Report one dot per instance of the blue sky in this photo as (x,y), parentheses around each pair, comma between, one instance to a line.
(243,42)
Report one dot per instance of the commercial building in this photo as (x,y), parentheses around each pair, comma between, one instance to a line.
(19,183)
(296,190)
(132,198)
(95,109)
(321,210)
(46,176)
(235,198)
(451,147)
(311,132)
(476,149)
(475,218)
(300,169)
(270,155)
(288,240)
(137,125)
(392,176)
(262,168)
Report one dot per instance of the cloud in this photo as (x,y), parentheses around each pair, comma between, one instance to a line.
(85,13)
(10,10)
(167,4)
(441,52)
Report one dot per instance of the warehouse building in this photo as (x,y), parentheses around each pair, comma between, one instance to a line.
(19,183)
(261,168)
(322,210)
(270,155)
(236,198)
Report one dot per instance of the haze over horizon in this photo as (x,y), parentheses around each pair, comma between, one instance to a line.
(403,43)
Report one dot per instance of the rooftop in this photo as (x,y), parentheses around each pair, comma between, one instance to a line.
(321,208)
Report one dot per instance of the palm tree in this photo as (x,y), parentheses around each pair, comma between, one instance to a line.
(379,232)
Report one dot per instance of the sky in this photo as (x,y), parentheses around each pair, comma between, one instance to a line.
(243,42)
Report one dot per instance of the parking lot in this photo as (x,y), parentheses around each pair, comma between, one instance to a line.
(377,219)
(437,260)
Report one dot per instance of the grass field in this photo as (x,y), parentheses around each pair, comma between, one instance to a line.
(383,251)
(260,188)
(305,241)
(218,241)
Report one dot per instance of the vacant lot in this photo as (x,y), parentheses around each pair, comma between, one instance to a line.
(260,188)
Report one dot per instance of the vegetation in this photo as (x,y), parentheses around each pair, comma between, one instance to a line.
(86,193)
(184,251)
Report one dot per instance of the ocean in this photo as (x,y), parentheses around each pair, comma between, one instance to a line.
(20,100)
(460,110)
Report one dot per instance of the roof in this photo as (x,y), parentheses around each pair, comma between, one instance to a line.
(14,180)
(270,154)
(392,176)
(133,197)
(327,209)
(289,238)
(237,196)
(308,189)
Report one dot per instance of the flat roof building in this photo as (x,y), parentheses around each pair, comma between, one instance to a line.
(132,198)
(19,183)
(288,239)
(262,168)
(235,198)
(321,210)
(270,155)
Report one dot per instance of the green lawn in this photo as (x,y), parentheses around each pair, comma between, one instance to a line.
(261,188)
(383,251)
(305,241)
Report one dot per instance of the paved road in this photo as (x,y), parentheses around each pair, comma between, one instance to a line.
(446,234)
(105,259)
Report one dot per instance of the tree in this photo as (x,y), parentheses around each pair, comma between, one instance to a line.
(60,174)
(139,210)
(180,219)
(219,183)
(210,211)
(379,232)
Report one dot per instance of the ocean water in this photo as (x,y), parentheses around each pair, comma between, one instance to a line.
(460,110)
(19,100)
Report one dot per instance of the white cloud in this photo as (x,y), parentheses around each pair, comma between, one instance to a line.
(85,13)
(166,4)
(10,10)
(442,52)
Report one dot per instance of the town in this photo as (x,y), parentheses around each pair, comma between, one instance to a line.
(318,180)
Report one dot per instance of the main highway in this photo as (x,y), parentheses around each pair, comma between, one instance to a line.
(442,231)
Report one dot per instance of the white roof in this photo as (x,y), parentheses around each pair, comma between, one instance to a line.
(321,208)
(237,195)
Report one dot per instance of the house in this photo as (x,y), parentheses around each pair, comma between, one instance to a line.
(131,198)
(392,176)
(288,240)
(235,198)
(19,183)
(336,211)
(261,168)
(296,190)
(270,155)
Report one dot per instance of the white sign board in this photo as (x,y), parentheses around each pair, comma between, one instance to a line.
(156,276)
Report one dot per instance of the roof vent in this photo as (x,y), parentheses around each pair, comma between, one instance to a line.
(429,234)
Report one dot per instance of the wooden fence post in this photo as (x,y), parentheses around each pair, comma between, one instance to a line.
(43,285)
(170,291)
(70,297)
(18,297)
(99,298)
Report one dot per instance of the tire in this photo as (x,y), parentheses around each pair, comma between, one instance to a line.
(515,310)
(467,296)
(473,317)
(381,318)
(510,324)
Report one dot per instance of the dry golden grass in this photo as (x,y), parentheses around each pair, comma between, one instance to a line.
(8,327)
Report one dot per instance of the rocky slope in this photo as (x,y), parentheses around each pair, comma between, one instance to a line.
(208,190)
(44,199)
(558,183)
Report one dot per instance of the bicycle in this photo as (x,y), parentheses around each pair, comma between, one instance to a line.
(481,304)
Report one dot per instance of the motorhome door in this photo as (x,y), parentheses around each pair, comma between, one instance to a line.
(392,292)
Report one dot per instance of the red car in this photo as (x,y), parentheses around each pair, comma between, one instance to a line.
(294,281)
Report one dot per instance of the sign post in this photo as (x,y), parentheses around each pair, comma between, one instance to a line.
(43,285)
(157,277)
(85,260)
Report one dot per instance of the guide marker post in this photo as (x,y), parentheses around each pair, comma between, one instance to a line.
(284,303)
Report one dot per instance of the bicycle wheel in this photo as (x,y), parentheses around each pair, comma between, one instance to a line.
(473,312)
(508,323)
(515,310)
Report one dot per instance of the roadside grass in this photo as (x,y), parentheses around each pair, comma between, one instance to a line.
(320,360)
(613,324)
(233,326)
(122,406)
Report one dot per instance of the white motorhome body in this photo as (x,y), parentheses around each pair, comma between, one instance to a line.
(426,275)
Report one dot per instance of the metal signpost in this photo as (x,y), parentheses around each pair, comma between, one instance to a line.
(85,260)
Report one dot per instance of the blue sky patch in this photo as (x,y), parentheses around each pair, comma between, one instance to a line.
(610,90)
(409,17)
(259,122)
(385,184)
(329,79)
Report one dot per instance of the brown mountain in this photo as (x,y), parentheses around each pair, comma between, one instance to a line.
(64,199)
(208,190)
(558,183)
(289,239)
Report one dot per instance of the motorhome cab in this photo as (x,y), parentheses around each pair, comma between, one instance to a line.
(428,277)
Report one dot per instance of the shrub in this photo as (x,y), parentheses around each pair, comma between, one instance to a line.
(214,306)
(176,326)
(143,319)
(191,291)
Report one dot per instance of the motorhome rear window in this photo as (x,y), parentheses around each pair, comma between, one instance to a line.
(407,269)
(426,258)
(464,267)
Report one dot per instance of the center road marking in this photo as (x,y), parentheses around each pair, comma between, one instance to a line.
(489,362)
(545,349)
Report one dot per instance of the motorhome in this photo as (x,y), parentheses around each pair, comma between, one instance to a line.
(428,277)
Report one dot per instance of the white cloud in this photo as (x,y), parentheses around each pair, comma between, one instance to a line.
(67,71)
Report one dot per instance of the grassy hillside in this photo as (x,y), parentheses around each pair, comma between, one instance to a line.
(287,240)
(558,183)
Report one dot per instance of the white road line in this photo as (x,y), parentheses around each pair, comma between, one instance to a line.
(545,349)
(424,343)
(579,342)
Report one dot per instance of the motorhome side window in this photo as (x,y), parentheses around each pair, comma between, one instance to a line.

━━━━━━━━━━━━━━━━━━━━

### AIM OF THE EXERCISE
Reproduce the material exactly, with every line intact.

### SOLUTION FOR THIS EXERCISE
Report one dot per instance of the blue sky in this photo as (x,y), parentheses around each pair, comma between, one instance to a line.
(243,42)
Report one dot per instance of the commercial building in this photo as (x,y), parentheses around each pair, comma between, one instance to a line.
(19,183)
(296,190)
(132,198)
(95,109)
(321,210)
(46,176)
(235,198)
(451,147)
(311,132)
(476,149)
(475,218)
(300,169)
(270,155)
(288,240)
(137,125)
(392,176)
(262,168)
Report one dot per instance of the cloud in this photo as (x,y), parentheses around each pair, comma between, one instance to a line.
(85,13)
(10,10)
(167,4)
(441,52)
Report one dot per instance of the warehouse building in this photo as (x,y), parentheses around each pair, comma between, one instance to a line.
(19,183)
(261,168)
(322,210)
(270,155)
(236,198)
Report one dot per instance of the haze over horizon in this photo as (x,y), parentheses around each pair, comma between, one instance to a line.
(403,43)
Report one dot per instance of the rooftop in this photo as (x,y), parentheses around each pair, comma between, one instance to a line.
(321,208)
Report one dot per instance of the palm tree in this photo as (x,y), parentheses around each pair, comma between, one instance to a line.
(379,232)
Report one dot per instance of the sky in this photo as (x,y), parentheses around each pair, comma between, one instance to a line.
(243,42)
Report one dot per instance of the parking lot in this photo as (x,y), parentheses around each pair, comma between, one instance to a line.
(377,219)
(437,260)
Report one dot per instance of the grass field in this photo as (x,y), parentheses around each pair, comma between, one instance to a line.
(383,251)
(260,188)
(305,241)
(218,241)
Report one dot per instance of the vacant lot in this photo as (x,y), parentheses around each pair, comma between, one instance to a line.
(260,188)
Report one dot per instance of the vegetation in this photo as (x,y), parentheses around each pair, comma between, one instance to a line.
(86,193)
(184,251)
Report one dot per instance of the ocean in this photo as (x,y), parentheses around each pair, comma between, one instance to a line.
(20,100)
(460,110)
Report one dot per instance of the roof in this photo as (x,y), parentheses around each pair, comma between, one instance to a line.
(14,180)
(270,154)
(392,176)
(133,197)
(327,209)
(289,238)
(237,196)
(308,189)
Report one dot per instance of the flat roof building in this photo as (x,y), parentheses around each pair, comma between, one instance to a line.
(132,198)
(19,183)
(288,239)
(262,168)
(235,198)
(321,210)
(270,155)
Report one dot per instance of the green lawn in this photo as (x,y), parentheses around each pair, comma between, one instance to a line.
(261,188)
(383,251)
(305,241)
Report one dot per instance of the paved road in this photo as (x,y), parentheses around each pair, comma between, one instance to a line.
(446,234)
(105,259)
Report one dot per instance of the tree in this photo as (x,y), parentheses around each pair, comma between, one instance to a line.
(60,174)
(139,210)
(180,219)
(219,183)
(210,211)
(379,232)
Report one dot per instance of the ocean water in this photo as (x,y), parentheses around each pair, comma between, one instance to a line.
(460,110)
(19,100)
Report one dot per instance of the white cloud in this photo as (x,y), parentheses around each pair, comma between, one instance to a line.
(85,13)
(166,4)
(10,10)
(442,52)
Report one dot per instance of the town in this photo as (x,y), parentheses around each pair, comma between, one instance to a line.
(318,180)
Report one dot per instance of the main highway in this photo as (x,y), parentheses around each pair, comma between, one instance to a line.
(442,231)
Report one dot per instance of the white roof in this photo as (x,y), parentheses around each pair, comma between, one instance to a line.
(321,208)
(237,195)
Report one dot per instance of the house in this photo as (x,y), parentheses around each pair, comma between, one instance to a line.
(131,198)
(392,176)
(288,240)
(235,198)
(19,183)
(336,211)
(261,168)
(296,190)
(270,155)
Report one dot per instance of the white sign board in this photo as (x,y), parentheses around each pair, comma between, one instance to a line.
(156,276)
Report one dot per instance of the roof vent in this photo as (x,y), parentheses around each pair, comma between, one instance to a line.
(429,234)
Report one dot per instance of the wooden fence post in this photo as (x,y), parentheses around each pair, comma between, one instance to a line.
(43,285)
(170,291)
(70,297)
(18,297)
(99,298)
Report one dot per instance of the tire in this photo as (x,y), parentheses around each pair, comma between, one instance to a line.
(515,310)
(467,296)
(473,317)
(381,318)
(510,324)
Report one dot per instance of the dry golden grass in this photo as (x,y), parentheses around each pair, comma between, one instance to a line.
(8,327)
Report one dot per instance of the rocky slope in this photo as (x,y), parentheses around each pair, comma between, one instance to a line.
(208,190)
(44,199)
(558,183)
Report one dot per instance of the bicycle in this photo as (x,y), parentheses around each pair, comma between, one instance to a line.
(481,304)
Report one dot per instance of the motorhome door in this photo as (x,y), parentheses around each pair, comma between, one instance to a line.
(392,292)
Report one dot per instance of the red car in this photo as (x,y), parentheses around each pair, comma between, one instance to a line.
(294,281)
Report one dot per instance of the sign post in this photo as (x,y), parentheses around each pair, comma between, one instance to a line.
(43,285)
(157,277)
(85,260)
Report one dot per instance of the guide marker post in this photo as (x,y), parentheses around each pair, comma between, one instance to a line.
(284,303)
Report one dot per instance of the bicycle wheel in this photo as (x,y), parentheses around each pair, comma between, one instance to a line.
(473,312)
(508,323)
(515,310)
Report one dot per instance of the roadside grass in this photo as (x,y), parentheses around each pair, comma between, one instance to a line.
(320,360)
(613,324)
(233,326)
(122,406)
Report one dot per instance of the white motorhome body in this photo as (x,y), parentheses around each pair, comma between, one instance to a line.
(426,275)
Report one dot per instance of the metal signpost in this photo as (x,y), parentheses around each pair, comma between, one instance to a line.
(85,260)
Report one dot per instance of the blue sky patch in this photo as (x,y), parentheses around each pair, comma between, one instance to a line.
(610,90)
(409,17)
(259,122)
(385,184)
(329,79)
Report one dot per instance of the brown mountain in this photo as (x,y), parentheses around each pair, comma between, one instance to a line.
(64,199)
(208,190)
(558,183)
(289,239)
Report one dot per instance of the motorhome cab in this photo as (x,y), parentheses around each pair, comma between, one instance to a line.
(428,277)
Report one dot per instance of the shrub in this photo as (x,y), parentheses around each pair, comma between, one instance to a line.
(214,306)
(176,326)
(143,319)
(191,291)
Report one dot per instance of the motorhome rear window in this photo as (x,y), parentheses around each pair, comma between, one instance to a line.
(407,269)
(426,258)
(464,267)
Report one dot per instance of the center road marking in this photo as (x,y), parentheses around each pair, comma between, one instance to a line.
(489,362)
(545,349)
Report one dot per instance of the motorhome in this photo as (x,y), parentheses around each pair, comma between, one instance to a line.
(428,277)
Report one dot per instance of the white cloud in this photo as (x,y), parentheses around each pair, comma between, one instance to a line.
(67,71)
Report one dot per instance of the grassy hillside in this photo as (x,y), parentheses around each pair, comma between, one instance to a line.
(287,240)
(558,183)
Report one dot per instance of the white road line in this photo as (x,y), parentheses around each pair, comma between, one instance to a line.
(545,349)
(424,343)
(579,342)
Report one dot per instance of the motorhome side window in this photo as (x,y), parentheses around each pair, comma between, one instance to a line.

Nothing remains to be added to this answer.